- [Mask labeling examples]
========================================
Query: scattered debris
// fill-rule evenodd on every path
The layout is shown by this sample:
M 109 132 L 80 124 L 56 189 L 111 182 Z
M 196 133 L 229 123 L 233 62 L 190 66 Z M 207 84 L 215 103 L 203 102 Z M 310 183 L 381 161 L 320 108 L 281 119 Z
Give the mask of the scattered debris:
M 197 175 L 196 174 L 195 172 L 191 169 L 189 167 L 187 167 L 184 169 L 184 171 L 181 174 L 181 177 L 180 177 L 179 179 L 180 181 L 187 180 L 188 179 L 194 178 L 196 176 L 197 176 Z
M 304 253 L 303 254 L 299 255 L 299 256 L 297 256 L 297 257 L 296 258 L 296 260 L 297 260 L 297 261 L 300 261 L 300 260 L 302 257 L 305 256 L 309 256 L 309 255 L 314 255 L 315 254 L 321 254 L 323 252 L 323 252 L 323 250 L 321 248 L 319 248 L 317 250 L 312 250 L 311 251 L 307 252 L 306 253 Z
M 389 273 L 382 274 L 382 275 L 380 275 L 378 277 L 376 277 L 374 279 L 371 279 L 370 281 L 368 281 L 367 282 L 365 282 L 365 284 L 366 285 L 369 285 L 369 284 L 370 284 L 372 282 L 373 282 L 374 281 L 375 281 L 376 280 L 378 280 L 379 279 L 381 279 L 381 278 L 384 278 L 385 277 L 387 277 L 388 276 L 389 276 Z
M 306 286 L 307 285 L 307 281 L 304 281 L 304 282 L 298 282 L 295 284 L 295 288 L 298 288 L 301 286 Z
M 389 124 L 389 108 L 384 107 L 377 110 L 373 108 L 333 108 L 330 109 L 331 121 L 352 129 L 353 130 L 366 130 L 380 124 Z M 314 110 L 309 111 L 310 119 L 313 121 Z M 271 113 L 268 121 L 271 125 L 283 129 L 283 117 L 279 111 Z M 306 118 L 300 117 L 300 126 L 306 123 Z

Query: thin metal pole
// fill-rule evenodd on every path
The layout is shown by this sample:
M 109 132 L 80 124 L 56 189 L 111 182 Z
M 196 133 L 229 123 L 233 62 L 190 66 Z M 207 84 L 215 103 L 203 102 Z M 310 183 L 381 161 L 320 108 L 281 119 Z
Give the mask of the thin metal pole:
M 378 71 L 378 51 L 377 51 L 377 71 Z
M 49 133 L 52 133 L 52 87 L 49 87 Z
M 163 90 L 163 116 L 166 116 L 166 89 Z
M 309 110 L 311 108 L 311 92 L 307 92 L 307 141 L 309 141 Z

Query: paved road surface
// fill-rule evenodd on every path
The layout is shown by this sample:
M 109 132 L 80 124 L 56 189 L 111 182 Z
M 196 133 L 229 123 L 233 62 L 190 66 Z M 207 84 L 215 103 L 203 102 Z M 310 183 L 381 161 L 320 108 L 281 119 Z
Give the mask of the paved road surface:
========================================
- [Set exercise] Switch "sample" to "template" in everything from the line containing "Query: thin metal pole" down to the end of the data, then give back those lines with nothing else changed.

- [Full output]
Query: thin metal pole
// fill-rule evenodd on every path
The layout is shown by this template:
M 109 132 L 80 124 L 56 189 L 111 182 Z
M 196 133 L 229 123 L 233 62 L 190 66 Z M 207 84 L 215 103 L 203 102 Z M 310 183 L 381 161 L 320 108 L 281 119 Z
Give the mask of the thin metal pole:
M 378 71 L 378 51 L 377 51 L 377 71 Z
M 49 133 L 52 133 L 52 87 L 49 87 Z
M 163 90 L 163 116 L 166 116 L 166 89 Z
M 309 110 L 311 108 L 311 92 L 307 92 L 307 141 L 309 141 Z

Query: paved road surface
// fill-rule evenodd on every path
The layout is shown by this template:
M 109 132 L 80 124 L 56 189 L 111 182 Z
M 196 133 L 229 123 L 233 62 L 190 66 Z M 207 84 L 215 103 L 203 102 Z M 310 183 L 381 161 L 320 108 L 281 119 Z
Give the mask of the paved road surface:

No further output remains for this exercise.